→ Records for the task:
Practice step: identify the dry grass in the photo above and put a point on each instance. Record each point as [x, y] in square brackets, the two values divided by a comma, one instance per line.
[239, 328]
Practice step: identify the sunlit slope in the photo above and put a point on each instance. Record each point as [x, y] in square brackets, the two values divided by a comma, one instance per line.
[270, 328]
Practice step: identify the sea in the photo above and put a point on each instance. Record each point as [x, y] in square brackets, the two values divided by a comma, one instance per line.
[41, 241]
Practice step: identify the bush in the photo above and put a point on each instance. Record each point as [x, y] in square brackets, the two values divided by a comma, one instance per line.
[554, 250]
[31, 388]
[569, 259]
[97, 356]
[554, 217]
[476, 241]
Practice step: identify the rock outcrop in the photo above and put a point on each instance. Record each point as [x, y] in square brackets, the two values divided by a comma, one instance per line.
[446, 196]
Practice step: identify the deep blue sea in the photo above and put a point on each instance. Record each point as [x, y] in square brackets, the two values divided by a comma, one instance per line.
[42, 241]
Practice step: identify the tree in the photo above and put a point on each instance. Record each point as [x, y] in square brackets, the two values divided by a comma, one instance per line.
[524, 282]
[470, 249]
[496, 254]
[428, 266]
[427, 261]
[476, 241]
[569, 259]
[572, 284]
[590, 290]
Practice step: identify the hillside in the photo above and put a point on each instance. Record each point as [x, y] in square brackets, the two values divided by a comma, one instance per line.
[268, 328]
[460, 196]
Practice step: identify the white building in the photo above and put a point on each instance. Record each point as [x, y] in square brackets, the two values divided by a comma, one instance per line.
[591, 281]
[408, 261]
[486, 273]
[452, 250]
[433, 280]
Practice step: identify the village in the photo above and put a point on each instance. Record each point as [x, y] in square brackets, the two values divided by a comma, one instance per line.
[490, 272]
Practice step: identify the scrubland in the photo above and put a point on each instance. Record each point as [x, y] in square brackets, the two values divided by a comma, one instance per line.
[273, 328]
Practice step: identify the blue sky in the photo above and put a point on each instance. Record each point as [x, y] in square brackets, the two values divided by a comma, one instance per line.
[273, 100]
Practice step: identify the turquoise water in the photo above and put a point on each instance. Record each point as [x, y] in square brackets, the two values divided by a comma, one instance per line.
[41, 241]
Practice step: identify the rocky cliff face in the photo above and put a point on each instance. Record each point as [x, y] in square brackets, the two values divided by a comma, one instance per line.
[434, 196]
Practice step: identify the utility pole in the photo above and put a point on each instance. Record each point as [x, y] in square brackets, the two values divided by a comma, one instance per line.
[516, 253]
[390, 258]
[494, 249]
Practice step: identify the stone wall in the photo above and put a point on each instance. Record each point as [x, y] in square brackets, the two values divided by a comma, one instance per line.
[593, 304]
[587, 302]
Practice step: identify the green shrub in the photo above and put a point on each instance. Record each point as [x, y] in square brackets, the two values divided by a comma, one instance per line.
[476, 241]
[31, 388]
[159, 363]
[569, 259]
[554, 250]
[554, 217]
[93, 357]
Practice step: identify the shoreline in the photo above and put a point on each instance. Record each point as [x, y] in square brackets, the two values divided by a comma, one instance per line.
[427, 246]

→ Required task:
Render every item above as a two-column CSV with the headers item_text and item_answer, one row per item. Put each item's text and its answer in a single quoted field, replacing line breaks with spaces.

→ Result of this exercise:
item_text,item_answer
"Practice step: identify the dry grass in the photo above and put a point on each instance. Record each point as [x, y] in square brackets, the two values divided by a comma, one instance per line.","[239, 328]"
"Practice step: identify the sunlit slope in the photo above and put a point on each instance. Record each point as [x, y] in square brackets, the two values divided by a comma, one instance per line.","[270, 328]"
"Practice step: identify the sea in the photo above and put a point on each instance. Record each point as [x, y] in square brackets, the two values divided by a comma, one instance per line.","[41, 241]"
"Practice step: identify the bush in the photo above and put a point on each instance. Record each point as [x, y] in square brackets, the two values divided by a comma, one instance per line.","[554, 250] [31, 388] [569, 259] [97, 356] [554, 217] [476, 241]"
"Practice step: identify the rock outcrop in the photo above and put a point on each instance. Record each point as [x, y] in square brackets, the two values divided by a comma, one instance per line.","[446, 196]"
"Practice step: identify the deep blue sea in the photo above and put a point on each instance. Record each point as [x, y] in square brackets, the two values divided by a comma, one instance per line.","[42, 241]"
"Practice step: identify the tree in the photo above and put a point on each instance. Record each point as [x, y] in square brackets, the two values divided by a comma, one instance per line.","[524, 282] [470, 249] [496, 254] [428, 266] [427, 261] [476, 241] [569, 259] [572, 284] [590, 290]"
"Practice step: identify the hillside in the photo above and put a point on each instance. Record each point as [x, y] in square brackets, the two values divided by a comma, one instance per line.","[268, 328] [460, 196]"
"Practice step: identify the white building in the photo above and put a point on each instance. Record each point as [x, y] in square brackets, the two values divided by a comma, one instance per line.","[591, 281] [408, 261] [486, 273] [452, 250] [433, 280]"
"Practice step: identify the village in the photo above and put a point on each instance. Record each point as [x, y] in square brackets, the two values divided by a comma, one instance per line.","[490, 272]"
"Practice step: identify the scrubland in the photo above and put a point on each instance. Record each point as [x, y] in square brackets, the two values divided by a comma, one instance per line.","[273, 328]"
"Practice step: identify the blue sky in the photo above and put a point on each instance. Record each point as [x, y] in square brackets, the two values divided by a comma, one instance per line.","[273, 100]"
"Practice step: identify the turquoise water in the photo above and put a point on each instance. Record each point as [x, y] in square brackets, the two values divided by a comma, one instance per line.","[41, 241]"
"Practice step: identify the rocky cliff face in the photo above and put a point on each instance. Record each point as [x, y] in square brackets, the two values divided by a comma, one instance per line.","[434, 196]"
"Practice step: identify the utility pole in the photo above and put a point on each instance. Record each point as [x, y] in square brackets, the two values divided by a comma, one instance per line.","[516, 253] [390, 258] [494, 249]"
"Practice step: identify the stone wall in the photo above and put a point on each instance. Record each point as [x, y] in square brackets, the two values divided by a comma, one instance per line.","[593, 304] [587, 302]"
"Practice step: identify the green shrub in the photo above and put a point on each instance. Record each point as [x, y] in square brackets, the two values divided by a comma, one instance per line.","[476, 241] [31, 388] [159, 363] [569, 259] [554, 250] [554, 217] [93, 357]"
"Practice step: identify the shoreline in the photo above and put a point on each instance. Record each point as [x, y] in square brackets, the two values divided by a comma, one instance per line.","[427, 246]"